**TASK DESCRIPTION**
Find every line in the data below that contains the string "tabby" and copy each one. Case counts, so a line matches only if the string appears with the same capitalization.

**RECORD LIST**
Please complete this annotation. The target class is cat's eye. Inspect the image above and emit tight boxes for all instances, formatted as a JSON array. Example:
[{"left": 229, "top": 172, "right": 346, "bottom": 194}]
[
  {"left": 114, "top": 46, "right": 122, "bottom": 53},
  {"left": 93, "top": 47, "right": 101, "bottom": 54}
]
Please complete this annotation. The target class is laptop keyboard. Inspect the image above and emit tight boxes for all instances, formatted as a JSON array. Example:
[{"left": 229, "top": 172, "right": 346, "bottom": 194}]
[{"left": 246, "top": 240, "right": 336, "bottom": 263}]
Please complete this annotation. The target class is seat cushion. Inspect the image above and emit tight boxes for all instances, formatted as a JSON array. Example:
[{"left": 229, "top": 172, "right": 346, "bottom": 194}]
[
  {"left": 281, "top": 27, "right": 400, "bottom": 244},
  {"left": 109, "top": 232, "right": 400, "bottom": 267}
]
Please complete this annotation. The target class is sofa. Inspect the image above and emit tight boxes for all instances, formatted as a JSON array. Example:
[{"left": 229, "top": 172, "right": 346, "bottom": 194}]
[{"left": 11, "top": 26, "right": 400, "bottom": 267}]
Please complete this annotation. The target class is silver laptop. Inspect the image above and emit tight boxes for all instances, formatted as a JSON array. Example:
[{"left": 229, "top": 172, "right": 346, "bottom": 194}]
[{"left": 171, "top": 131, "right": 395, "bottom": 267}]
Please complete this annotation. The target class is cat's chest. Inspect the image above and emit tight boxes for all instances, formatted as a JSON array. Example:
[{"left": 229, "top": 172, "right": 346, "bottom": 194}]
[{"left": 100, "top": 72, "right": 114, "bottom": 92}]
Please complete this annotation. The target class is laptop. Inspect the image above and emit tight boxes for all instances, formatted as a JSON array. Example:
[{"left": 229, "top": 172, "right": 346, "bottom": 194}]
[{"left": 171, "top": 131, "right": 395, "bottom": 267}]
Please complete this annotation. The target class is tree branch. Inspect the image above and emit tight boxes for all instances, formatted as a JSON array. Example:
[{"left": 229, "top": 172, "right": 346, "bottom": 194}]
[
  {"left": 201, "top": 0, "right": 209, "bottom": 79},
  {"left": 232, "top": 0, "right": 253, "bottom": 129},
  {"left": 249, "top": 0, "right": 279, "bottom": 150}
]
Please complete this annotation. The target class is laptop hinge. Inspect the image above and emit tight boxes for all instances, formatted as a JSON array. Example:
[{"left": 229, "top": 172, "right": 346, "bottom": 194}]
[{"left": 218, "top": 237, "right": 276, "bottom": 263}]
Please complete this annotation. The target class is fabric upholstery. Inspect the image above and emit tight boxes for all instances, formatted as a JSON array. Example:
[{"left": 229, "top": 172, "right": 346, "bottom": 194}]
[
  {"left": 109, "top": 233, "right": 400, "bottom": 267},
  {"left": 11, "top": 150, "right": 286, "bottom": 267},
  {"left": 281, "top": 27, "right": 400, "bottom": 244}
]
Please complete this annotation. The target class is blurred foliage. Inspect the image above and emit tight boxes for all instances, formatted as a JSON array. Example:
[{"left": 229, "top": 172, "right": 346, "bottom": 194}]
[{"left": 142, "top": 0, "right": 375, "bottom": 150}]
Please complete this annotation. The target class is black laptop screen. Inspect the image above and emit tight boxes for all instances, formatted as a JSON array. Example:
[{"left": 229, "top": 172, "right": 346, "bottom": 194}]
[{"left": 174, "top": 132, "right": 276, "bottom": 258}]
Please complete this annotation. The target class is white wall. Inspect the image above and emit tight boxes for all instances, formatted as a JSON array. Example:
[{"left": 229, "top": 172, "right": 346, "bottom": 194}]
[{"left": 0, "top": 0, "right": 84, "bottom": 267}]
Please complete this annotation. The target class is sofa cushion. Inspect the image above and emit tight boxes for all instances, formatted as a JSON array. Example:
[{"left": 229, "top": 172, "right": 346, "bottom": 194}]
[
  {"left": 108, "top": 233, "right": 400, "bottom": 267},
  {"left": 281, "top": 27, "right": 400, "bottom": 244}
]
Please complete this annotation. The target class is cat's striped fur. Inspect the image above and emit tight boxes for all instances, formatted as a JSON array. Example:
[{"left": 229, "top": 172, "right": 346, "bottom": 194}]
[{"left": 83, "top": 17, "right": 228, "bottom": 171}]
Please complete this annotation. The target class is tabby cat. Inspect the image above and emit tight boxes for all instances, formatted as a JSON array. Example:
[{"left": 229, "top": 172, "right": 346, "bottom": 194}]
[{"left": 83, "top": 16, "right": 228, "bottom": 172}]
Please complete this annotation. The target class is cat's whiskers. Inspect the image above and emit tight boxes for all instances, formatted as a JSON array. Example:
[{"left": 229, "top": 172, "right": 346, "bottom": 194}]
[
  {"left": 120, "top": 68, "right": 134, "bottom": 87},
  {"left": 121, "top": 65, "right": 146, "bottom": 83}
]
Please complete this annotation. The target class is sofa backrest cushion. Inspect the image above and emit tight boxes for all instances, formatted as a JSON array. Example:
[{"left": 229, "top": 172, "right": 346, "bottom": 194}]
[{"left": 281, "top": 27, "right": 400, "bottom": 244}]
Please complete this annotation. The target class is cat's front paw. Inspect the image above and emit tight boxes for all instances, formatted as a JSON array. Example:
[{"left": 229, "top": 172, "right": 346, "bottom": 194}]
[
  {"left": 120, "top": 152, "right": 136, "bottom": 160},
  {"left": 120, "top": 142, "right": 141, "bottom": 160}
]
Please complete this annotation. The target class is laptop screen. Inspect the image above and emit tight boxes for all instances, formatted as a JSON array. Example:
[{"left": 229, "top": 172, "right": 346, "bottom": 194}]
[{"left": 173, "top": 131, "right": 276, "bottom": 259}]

**COMPLETE ANSWER**
Please complete this annotation. The target class is tabby cat. Inspect the image above and emit tight boxes for all instances, formatted as a JSON array. Example:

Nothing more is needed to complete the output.